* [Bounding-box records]
>>>

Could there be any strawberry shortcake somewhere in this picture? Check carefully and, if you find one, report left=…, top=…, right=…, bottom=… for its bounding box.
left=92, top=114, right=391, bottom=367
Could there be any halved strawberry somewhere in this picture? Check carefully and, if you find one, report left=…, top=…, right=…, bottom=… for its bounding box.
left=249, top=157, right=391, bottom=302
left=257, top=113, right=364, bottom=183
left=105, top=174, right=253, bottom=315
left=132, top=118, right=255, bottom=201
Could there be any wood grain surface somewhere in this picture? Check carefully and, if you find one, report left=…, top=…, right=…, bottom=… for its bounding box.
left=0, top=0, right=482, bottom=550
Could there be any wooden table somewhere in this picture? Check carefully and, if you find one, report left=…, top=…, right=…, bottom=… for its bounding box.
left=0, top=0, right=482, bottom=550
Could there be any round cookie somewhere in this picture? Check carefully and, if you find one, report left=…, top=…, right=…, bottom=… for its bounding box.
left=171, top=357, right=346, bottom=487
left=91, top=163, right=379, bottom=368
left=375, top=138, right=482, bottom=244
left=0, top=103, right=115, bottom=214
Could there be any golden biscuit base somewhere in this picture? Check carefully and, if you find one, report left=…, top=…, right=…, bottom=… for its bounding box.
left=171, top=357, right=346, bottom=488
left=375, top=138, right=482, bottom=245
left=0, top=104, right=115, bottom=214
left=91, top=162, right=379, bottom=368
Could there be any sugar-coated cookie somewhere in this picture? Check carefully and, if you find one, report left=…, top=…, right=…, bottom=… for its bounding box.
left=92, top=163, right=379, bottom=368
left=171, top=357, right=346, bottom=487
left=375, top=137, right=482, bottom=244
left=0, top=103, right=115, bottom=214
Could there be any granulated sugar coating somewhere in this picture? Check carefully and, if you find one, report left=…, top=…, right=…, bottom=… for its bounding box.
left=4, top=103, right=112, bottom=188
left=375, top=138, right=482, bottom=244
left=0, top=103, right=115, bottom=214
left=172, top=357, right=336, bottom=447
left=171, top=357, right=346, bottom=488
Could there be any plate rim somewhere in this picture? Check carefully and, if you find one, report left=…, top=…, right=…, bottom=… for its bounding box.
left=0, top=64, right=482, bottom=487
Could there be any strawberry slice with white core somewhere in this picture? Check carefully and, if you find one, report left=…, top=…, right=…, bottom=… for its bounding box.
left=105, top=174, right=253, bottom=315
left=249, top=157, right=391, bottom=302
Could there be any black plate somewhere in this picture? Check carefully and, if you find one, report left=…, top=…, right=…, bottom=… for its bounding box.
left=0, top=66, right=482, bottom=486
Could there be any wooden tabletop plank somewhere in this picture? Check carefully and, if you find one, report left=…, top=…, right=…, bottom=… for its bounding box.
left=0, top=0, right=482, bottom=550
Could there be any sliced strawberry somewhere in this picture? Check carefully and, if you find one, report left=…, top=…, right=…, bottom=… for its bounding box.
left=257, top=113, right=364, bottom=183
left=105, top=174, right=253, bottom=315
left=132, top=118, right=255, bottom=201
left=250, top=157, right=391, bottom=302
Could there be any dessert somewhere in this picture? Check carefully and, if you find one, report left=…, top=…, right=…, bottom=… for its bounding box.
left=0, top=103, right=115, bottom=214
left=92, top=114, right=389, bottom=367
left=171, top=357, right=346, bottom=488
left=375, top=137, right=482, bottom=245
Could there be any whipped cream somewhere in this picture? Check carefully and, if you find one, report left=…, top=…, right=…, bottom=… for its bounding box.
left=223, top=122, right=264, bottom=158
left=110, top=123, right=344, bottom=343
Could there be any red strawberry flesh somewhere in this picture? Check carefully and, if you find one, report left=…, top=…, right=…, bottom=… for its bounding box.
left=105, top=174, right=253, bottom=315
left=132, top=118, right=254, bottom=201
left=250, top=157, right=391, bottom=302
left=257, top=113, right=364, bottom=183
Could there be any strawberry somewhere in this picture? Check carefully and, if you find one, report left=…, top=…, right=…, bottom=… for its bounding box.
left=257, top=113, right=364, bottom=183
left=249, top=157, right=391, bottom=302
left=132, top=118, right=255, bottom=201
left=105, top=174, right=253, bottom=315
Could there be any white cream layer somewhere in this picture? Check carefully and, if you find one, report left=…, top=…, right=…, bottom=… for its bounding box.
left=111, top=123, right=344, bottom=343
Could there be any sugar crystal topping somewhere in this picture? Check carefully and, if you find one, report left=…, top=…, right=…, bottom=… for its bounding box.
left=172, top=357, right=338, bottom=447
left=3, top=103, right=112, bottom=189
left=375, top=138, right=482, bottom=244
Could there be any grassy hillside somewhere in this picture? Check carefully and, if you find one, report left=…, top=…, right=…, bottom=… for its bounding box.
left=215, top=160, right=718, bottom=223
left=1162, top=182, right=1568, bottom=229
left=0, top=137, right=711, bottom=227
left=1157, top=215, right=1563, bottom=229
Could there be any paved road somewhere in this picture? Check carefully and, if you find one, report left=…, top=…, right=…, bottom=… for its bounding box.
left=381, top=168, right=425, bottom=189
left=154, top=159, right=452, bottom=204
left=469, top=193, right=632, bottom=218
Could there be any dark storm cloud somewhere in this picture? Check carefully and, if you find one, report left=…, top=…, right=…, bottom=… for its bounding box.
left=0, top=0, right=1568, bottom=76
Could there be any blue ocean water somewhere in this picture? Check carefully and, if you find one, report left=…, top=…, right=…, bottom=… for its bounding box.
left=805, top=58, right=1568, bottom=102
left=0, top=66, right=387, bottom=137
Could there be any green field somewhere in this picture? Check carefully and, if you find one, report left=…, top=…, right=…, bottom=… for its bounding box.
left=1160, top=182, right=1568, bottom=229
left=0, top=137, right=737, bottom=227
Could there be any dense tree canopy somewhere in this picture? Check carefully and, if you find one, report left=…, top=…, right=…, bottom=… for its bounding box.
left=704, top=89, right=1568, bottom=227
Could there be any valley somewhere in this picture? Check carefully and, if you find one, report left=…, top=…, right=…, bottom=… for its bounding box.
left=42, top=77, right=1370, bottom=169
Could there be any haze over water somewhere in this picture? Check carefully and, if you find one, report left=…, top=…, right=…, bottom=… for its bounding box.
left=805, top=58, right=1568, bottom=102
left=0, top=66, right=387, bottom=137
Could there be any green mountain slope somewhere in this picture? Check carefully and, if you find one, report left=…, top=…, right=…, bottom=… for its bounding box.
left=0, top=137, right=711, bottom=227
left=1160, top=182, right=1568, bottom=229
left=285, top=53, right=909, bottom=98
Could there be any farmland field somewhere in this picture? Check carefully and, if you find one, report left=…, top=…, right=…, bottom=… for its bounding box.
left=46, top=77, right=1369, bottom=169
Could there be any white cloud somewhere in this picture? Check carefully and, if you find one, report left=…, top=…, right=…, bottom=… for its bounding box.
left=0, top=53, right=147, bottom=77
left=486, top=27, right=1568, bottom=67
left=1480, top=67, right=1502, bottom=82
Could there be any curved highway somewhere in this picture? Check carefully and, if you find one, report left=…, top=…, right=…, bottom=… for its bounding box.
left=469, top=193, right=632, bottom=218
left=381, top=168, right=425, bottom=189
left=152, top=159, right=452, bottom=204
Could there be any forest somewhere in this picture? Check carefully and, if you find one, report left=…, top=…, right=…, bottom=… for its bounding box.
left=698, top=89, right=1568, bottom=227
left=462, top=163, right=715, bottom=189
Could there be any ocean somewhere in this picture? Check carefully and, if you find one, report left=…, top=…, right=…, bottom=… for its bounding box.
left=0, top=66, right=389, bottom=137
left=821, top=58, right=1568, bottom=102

<<<

* [What to do] Copy out every line of the material above that contains the word "sugar".

* [Expected output]
Could there be any sugar-coated cookie somewhere in this picture? Check carefully and, if you find one, report left=…, top=…, right=…, bottom=… for its bounding box.
Could there be any granulated sugar coating somewhere in this picture? Check carefully and, if you find one, report left=…, top=…, right=…, bottom=… for its bounding box.
Could there be any sugar crystal topping somewhere in this picture? Check carefully and, if you find one, report left=…, top=…, right=…, bottom=… for its bounding box.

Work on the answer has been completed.